### EXERCISE TASK
Please recast the data below as a numbered list with one line per entry, omitting blank lines and the pictures.
======== DATA FOR THIS TASK ========
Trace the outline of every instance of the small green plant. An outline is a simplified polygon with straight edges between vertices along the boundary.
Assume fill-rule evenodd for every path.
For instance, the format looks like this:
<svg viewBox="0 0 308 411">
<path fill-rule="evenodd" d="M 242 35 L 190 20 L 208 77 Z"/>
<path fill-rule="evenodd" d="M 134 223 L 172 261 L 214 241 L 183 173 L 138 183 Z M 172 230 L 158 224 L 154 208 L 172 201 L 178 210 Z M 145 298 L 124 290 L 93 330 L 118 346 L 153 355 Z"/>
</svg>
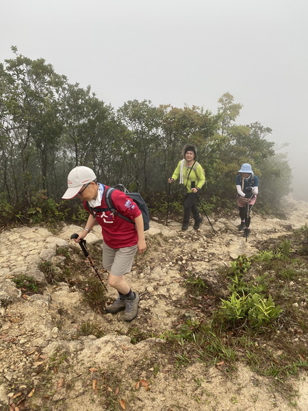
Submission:
<svg viewBox="0 0 308 411">
<path fill-rule="evenodd" d="M 251 268 L 251 259 L 246 256 L 239 256 L 238 258 L 231 263 L 231 273 L 238 275 L 243 275 Z"/>
<path fill-rule="evenodd" d="M 58 247 L 55 250 L 55 255 L 63 256 L 67 258 L 70 256 L 70 249 L 66 247 Z"/>
<path fill-rule="evenodd" d="M 101 329 L 99 325 L 90 321 L 81 324 L 78 334 L 79 336 L 95 336 L 97 338 L 103 337 L 105 335 L 104 330 Z"/>
<path fill-rule="evenodd" d="M 191 292 L 196 294 L 203 294 L 207 289 L 205 282 L 199 277 L 191 277 L 185 280 L 186 286 Z"/>
<path fill-rule="evenodd" d="M 21 288 L 30 292 L 38 292 L 38 286 L 33 277 L 27 275 L 18 275 L 12 280 L 16 284 L 18 288 Z"/>
<path fill-rule="evenodd" d="M 222 299 L 221 312 L 222 316 L 227 321 L 237 321 L 246 316 L 249 295 L 245 295 L 244 292 L 240 295 L 233 291 L 227 300 Z"/>
<path fill-rule="evenodd" d="M 257 256 L 255 256 L 255 261 L 271 261 L 277 256 L 277 253 L 272 250 L 264 250 L 260 251 Z"/>
<path fill-rule="evenodd" d="M 249 325 L 257 328 L 276 319 L 282 312 L 275 306 L 270 295 L 268 299 L 255 292 L 242 295 L 233 292 L 227 300 L 222 299 L 220 314 L 227 322 L 235 323 L 248 319 Z"/>
<path fill-rule="evenodd" d="M 46 281 L 49 284 L 57 282 L 56 270 L 51 261 L 43 261 L 38 264 L 38 268 L 44 273 Z M 59 281 L 59 279 L 57 279 Z"/>
<path fill-rule="evenodd" d="M 279 244 L 279 249 L 284 257 L 290 257 L 291 253 L 291 241 L 285 238 Z"/>
<path fill-rule="evenodd" d="M 270 323 L 282 312 L 279 306 L 275 306 L 270 295 L 266 299 L 259 294 L 253 294 L 250 297 L 248 305 L 247 316 L 251 325 L 255 328 Z"/>
</svg>

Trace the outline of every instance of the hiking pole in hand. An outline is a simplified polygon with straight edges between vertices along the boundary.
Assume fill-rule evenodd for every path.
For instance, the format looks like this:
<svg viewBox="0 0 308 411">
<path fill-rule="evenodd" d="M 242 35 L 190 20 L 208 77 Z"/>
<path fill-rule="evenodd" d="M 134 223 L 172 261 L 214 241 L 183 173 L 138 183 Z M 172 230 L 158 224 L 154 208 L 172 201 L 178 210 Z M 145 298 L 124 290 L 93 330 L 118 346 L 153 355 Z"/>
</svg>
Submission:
========
### ANSWER FOR THIS EXERCISE
1. Trace the outline of every instance of the small green plant. An outline is a simplified polygon with straight edges between vertices along the boundary.
2. Assume fill-rule evenodd for every path.
3. For instance, the format looks like this:
4. <svg viewBox="0 0 308 411">
5. <path fill-rule="evenodd" d="M 242 35 L 190 20 L 208 77 Z"/>
6. <path fill-rule="evenodd" d="M 134 223 L 172 261 L 214 241 L 183 173 L 138 183 Z M 172 230 L 158 224 L 154 208 L 172 201 L 178 210 Z M 145 298 L 124 290 L 93 330 L 118 346 L 153 355 Z"/>
7. </svg>
8. Submission:
9. <svg viewBox="0 0 308 411">
10. <path fill-rule="evenodd" d="M 251 268 L 251 259 L 246 256 L 239 256 L 238 258 L 231 263 L 231 273 L 238 275 L 243 275 Z"/>
11. <path fill-rule="evenodd" d="M 58 247 L 55 250 L 55 255 L 63 256 L 67 258 L 70 256 L 70 249 L 66 247 Z"/>
12. <path fill-rule="evenodd" d="M 101 329 L 99 325 L 90 321 L 81 324 L 78 334 L 79 336 L 95 336 L 97 338 L 103 337 L 105 335 L 104 330 Z"/>
13. <path fill-rule="evenodd" d="M 191 292 L 196 294 L 203 294 L 207 289 L 205 282 L 199 277 L 191 277 L 185 280 L 186 286 Z"/>
14. <path fill-rule="evenodd" d="M 21 288 L 30 292 L 38 292 L 38 286 L 33 277 L 27 275 L 18 275 L 12 280 L 16 284 L 18 288 Z"/>
15. <path fill-rule="evenodd" d="M 222 299 L 221 312 L 222 316 L 227 321 L 237 321 L 246 316 L 249 295 L 245 295 L 244 292 L 240 295 L 233 291 L 227 300 Z"/>
16. <path fill-rule="evenodd" d="M 257 256 L 255 256 L 255 261 L 271 261 L 277 256 L 277 253 L 272 250 L 264 250 L 260 251 Z"/>
17. <path fill-rule="evenodd" d="M 249 325 L 257 328 L 276 319 L 282 312 L 275 306 L 270 295 L 268 299 L 255 292 L 242 295 L 233 292 L 227 300 L 222 299 L 220 314 L 227 322 L 235 323 L 248 319 Z"/>
18. <path fill-rule="evenodd" d="M 46 281 L 49 284 L 57 282 L 56 270 L 51 261 L 43 261 L 38 264 L 38 268 L 44 273 Z M 59 281 L 59 279 L 57 279 Z"/>
19. <path fill-rule="evenodd" d="M 279 244 L 279 249 L 284 257 L 290 257 L 291 253 L 291 241 L 285 238 Z"/>
20. <path fill-rule="evenodd" d="M 270 323 L 282 312 L 279 306 L 275 306 L 270 295 L 266 299 L 259 294 L 253 294 L 250 297 L 248 305 L 247 316 L 251 325 L 255 328 Z"/>
21. </svg>
22. Trace the outline of every instance of the hiking pole in hand. An outline is a simplified polygon with straight edges between vertices along the boundary.
23. Assume fill-rule evenodd for every path.
24. For instance, the format looks like this:
25. <svg viewBox="0 0 308 411">
26. <path fill-rule="evenodd" d="M 242 35 L 190 20 L 208 77 Z"/>
27. <path fill-rule="evenodd" d="M 134 223 L 172 261 L 214 241 L 183 173 L 138 183 Z M 172 230 L 158 224 L 154 208 L 172 201 L 178 210 Z M 145 298 L 124 290 L 93 330 L 118 346 L 153 355 Z"/>
28. </svg>
29. Submission:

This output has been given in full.